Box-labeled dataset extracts
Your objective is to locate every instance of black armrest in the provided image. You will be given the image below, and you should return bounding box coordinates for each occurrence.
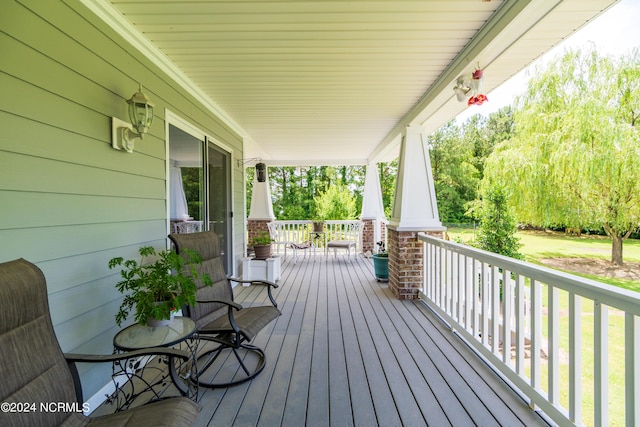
[197,299,242,310]
[227,277,278,288]
[64,347,191,404]
[227,277,278,308]
[64,347,191,363]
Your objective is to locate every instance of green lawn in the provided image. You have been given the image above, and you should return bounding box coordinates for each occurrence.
[447,228,640,426]
[447,228,640,292]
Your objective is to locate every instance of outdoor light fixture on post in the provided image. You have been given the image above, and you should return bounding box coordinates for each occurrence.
[111,85,154,153]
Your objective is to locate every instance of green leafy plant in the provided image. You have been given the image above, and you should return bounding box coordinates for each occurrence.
[251,231,273,246]
[376,240,389,257]
[109,246,212,326]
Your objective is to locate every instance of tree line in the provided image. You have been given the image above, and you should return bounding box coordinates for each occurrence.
[247,46,640,264]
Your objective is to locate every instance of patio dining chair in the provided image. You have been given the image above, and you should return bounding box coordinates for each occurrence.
[169,231,280,388]
[0,259,200,427]
[325,221,364,260]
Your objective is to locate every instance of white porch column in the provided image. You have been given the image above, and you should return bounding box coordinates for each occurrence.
[389,125,443,231]
[360,163,387,253]
[388,125,445,299]
[247,166,276,254]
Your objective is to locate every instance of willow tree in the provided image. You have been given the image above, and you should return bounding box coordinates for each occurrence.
[485,47,640,264]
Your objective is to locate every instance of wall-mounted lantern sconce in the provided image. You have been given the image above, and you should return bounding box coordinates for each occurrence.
[111,85,154,153]
[256,163,267,182]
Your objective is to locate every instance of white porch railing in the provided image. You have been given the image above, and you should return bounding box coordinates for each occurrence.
[419,234,640,426]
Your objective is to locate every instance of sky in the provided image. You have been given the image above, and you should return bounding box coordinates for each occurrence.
[457,0,640,122]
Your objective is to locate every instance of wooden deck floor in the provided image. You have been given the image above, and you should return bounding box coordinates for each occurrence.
[192,255,546,426]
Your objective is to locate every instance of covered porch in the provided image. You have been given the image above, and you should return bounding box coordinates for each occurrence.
[198,255,545,426]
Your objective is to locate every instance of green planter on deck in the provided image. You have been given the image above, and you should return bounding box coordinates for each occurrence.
[373,253,389,282]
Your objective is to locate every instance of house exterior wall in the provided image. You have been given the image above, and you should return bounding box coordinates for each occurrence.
[0,0,246,398]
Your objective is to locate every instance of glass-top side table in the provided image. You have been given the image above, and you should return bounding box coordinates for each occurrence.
[109,316,199,411]
[113,316,196,351]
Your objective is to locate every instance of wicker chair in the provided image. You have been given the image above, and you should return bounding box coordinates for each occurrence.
[169,231,280,388]
[0,259,200,427]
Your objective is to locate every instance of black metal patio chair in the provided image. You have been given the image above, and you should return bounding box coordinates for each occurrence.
[0,259,200,427]
[169,231,280,388]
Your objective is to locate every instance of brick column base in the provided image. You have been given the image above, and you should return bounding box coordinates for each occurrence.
[362,219,376,253]
[247,219,273,254]
[387,227,443,299]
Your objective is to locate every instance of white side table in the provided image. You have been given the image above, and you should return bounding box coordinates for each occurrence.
[242,256,280,286]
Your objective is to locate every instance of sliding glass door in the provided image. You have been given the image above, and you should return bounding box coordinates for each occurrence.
[169,124,233,273]
[207,142,232,272]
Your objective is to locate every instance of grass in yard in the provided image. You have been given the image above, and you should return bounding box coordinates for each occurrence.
[447,228,640,292]
[447,228,640,426]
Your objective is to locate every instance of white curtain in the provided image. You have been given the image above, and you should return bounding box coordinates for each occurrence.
[169,165,191,220]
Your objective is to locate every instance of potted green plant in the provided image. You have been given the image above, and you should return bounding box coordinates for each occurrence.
[313,219,324,233]
[373,240,389,282]
[109,246,212,326]
[251,231,273,259]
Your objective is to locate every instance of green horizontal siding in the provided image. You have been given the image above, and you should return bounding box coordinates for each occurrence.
[0,0,245,397]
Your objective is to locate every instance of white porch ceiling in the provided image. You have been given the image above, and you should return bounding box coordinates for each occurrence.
[89,0,615,165]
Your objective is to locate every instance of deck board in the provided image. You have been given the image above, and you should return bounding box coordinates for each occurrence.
[192,255,545,426]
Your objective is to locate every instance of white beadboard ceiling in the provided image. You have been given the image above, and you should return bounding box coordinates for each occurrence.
[83,0,615,165]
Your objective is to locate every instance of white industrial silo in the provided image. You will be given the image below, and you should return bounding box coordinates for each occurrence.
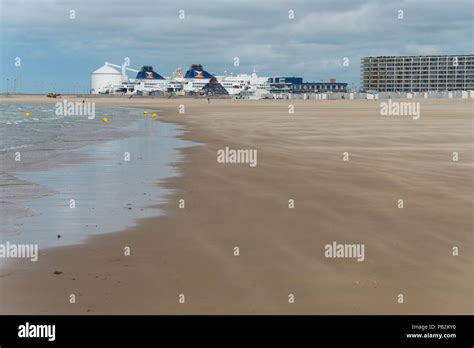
[91,63,122,94]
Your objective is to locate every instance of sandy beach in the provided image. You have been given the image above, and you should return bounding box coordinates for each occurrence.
[0,96,474,314]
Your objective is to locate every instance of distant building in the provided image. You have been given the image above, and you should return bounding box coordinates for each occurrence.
[361,54,474,92]
[291,79,347,93]
[202,76,229,95]
[268,76,303,93]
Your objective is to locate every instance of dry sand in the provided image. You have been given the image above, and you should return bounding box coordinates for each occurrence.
[0,97,474,314]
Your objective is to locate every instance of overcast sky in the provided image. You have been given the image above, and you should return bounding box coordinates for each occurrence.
[0,0,474,93]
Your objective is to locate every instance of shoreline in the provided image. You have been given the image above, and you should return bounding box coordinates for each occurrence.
[0,98,473,314]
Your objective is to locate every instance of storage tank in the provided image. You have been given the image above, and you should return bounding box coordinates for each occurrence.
[91,64,122,94]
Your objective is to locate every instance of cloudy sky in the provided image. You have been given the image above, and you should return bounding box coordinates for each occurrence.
[0,0,474,93]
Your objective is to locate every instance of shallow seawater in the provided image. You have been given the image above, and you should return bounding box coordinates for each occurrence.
[0,102,195,250]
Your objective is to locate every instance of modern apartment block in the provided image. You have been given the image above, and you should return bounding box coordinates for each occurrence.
[361,55,474,92]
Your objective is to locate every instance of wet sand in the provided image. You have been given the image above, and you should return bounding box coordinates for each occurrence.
[0,97,474,314]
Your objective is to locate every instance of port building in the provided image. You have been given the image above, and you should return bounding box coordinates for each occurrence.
[360,54,474,92]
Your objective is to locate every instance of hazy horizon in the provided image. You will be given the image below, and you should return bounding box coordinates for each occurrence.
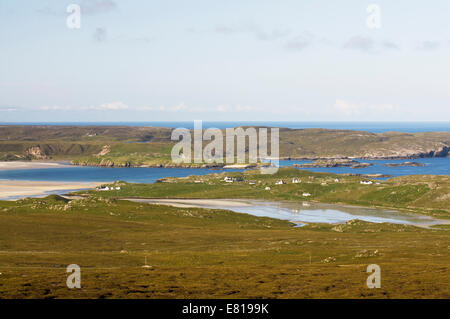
[0,0,450,122]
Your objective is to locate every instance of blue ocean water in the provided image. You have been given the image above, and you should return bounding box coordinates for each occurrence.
[0,121,450,133]
[279,157,450,177]
[0,157,450,183]
[0,166,243,183]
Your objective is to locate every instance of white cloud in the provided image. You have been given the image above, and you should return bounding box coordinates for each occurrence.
[332,99,398,117]
[344,35,374,51]
[92,102,129,110]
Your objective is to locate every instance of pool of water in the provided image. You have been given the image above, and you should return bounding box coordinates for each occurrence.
[0,165,241,183]
[279,157,450,179]
[130,199,449,227]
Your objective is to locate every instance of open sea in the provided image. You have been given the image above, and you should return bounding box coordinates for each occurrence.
[0,121,450,133]
[0,121,450,183]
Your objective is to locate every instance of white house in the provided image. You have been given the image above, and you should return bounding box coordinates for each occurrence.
[223,176,233,183]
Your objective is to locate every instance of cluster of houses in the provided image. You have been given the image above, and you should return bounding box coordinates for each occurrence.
[97,186,120,191]
[223,176,244,183]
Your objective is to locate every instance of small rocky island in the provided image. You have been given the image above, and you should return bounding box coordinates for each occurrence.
[383,162,425,167]
[293,158,373,168]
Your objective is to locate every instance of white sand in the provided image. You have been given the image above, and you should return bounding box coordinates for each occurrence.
[0,162,68,170]
[127,198,253,207]
[0,180,101,199]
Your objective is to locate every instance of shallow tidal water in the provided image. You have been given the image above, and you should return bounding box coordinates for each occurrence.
[127,199,447,227]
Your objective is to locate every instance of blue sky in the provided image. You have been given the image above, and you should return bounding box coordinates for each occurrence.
[0,0,450,122]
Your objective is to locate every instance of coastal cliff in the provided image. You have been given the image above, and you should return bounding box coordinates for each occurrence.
[0,125,450,164]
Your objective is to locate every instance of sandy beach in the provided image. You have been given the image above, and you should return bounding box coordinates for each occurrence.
[0,161,68,170]
[126,198,252,208]
[0,180,101,200]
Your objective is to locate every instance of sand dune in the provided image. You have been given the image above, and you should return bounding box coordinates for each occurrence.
[0,161,68,170]
[0,180,101,199]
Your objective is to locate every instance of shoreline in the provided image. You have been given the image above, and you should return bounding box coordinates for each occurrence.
[0,161,71,171]
[0,180,104,200]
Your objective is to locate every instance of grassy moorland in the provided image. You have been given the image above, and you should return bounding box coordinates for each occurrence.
[85,168,450,219]
[0,125,450,166]
[0,195,450,298]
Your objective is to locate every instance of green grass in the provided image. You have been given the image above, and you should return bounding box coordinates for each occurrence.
[85,168,450,219]
[0,196,450,298]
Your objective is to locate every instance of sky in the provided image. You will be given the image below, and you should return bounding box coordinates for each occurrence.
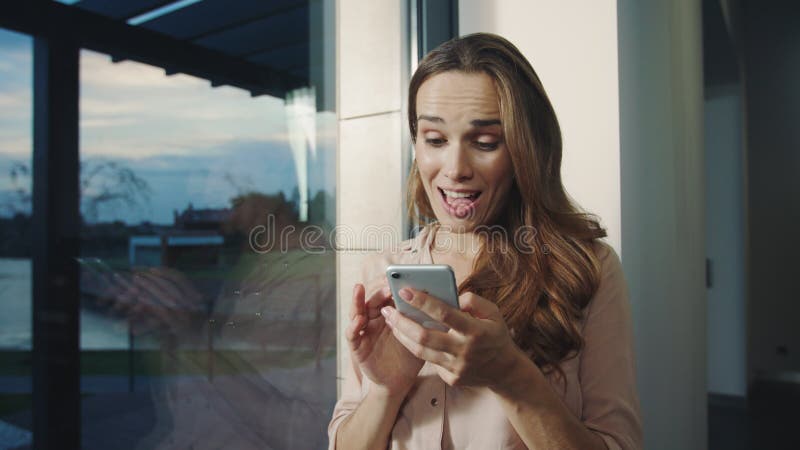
[0,29,336,224]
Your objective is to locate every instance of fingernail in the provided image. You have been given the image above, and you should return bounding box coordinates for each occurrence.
[400,288,414,302]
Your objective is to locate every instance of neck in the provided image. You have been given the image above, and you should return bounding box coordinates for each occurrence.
[431,226,482,260]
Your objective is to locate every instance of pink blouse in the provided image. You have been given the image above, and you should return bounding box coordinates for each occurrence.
[328,226,642,450]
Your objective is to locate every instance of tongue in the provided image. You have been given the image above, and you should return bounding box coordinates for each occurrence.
[447,197,472,208]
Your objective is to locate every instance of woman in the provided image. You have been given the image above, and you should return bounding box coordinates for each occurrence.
[329,34,642,449]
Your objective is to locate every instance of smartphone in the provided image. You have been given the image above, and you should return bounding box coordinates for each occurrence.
[386,264,458,331]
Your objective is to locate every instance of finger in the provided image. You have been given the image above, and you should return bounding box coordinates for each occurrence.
[381,306,460,354]
[366,286,392,319]
[458,292,502,319]
[434,364,460,386]
[345,315,367,351]
[399,288,473,333]
[350,283,365,320]
[391,312,452,365]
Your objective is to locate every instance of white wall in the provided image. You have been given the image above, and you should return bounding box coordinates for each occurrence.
[458,0,622,253]
[705,86,747,397]
[618,0,707,449]
[336,0,408,394]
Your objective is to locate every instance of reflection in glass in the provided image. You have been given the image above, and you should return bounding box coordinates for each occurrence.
[72,11,336,448]
[0,29,33,448]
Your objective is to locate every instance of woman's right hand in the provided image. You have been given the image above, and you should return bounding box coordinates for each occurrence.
[346,283,425,396]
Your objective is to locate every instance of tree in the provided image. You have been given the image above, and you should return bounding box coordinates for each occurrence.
[4,159,152,222]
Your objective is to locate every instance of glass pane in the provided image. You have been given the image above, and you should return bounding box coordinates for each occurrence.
[80,4,337,449]
[0,29,33,448]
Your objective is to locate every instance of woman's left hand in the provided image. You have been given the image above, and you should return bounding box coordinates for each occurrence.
[382,288,522,388]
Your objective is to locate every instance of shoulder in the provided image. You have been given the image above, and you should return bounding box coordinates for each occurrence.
[361,227,429,285]
[589,240,628,313]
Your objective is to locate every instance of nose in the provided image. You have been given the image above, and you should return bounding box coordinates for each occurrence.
[443,144,472,181]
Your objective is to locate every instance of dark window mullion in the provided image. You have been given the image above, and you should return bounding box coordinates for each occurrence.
[32,38,81,449]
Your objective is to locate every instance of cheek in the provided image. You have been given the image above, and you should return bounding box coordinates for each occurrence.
[415,150,437,182]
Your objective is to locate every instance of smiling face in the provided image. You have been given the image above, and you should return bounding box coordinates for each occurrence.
[414,72,513,232]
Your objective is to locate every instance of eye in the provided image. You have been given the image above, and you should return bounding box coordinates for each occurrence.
[475,141,500,152]
[425,138,447,147]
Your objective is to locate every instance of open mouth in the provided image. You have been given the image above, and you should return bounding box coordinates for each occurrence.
[437,188,481,218]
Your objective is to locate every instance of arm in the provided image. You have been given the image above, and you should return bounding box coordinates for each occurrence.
[328,258,423,449]
[490,349,606,450]
[493,244,642,450]
[387,244,642,450]
[336,376,406,449]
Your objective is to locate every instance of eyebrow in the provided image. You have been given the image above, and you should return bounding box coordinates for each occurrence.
[417,114,501,128]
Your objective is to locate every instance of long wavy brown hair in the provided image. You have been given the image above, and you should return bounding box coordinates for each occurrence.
[407,33,606,375]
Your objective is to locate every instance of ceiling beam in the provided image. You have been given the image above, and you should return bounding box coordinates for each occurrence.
[0,0,308,98]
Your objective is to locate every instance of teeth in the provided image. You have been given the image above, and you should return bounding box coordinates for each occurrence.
[442,189,477,198]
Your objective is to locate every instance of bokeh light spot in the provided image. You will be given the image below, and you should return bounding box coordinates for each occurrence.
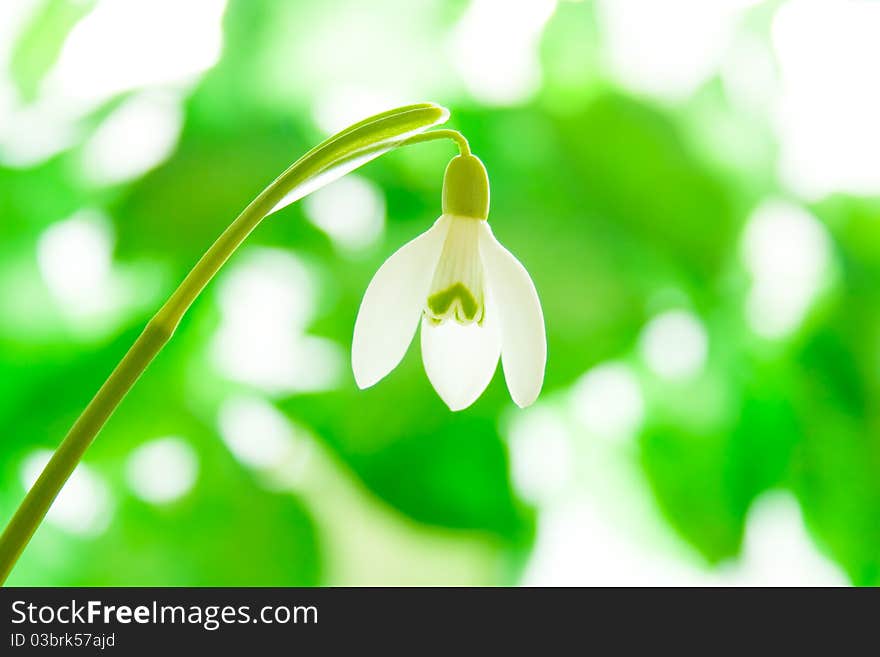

* Direction:
Reproduce the part of the data above that opens with the line containing "Your objective is to locate every instance of nose" and closes with the line containing "[425,138,447,147]", substituting "grinning face" for "smiling face" and leaving everything else unchanged.

* Answer in full:
Your objective is to locate every instance of nose in the provided image. You have been given the image above, and you should return bounding box coordinates for each occurrence.
[443,144,472,181]
Your objective is to locate every instance of dark window mullion in the provided image. You have been given the image above, and you should return bounding box coordinates for each occurrence.
[32,38,81,449]
Your objective is to locate every instance of cheek in the provided image. You have been given the image above, and you should return bounding box coordinates for each occurrence.
[415,150,437,182]
Your objective is to locate every instance of grinning face in the provided image. You have been given the image above, and you should return bounding box coordinates for each occurrence.
[414,72,513,232]
Your objective is to locate every instance of eye in the provided image. You have been given the image above, and you should return bounding box coordinates for each occurrence.
[475,141,500,152]
[425,138,447,147]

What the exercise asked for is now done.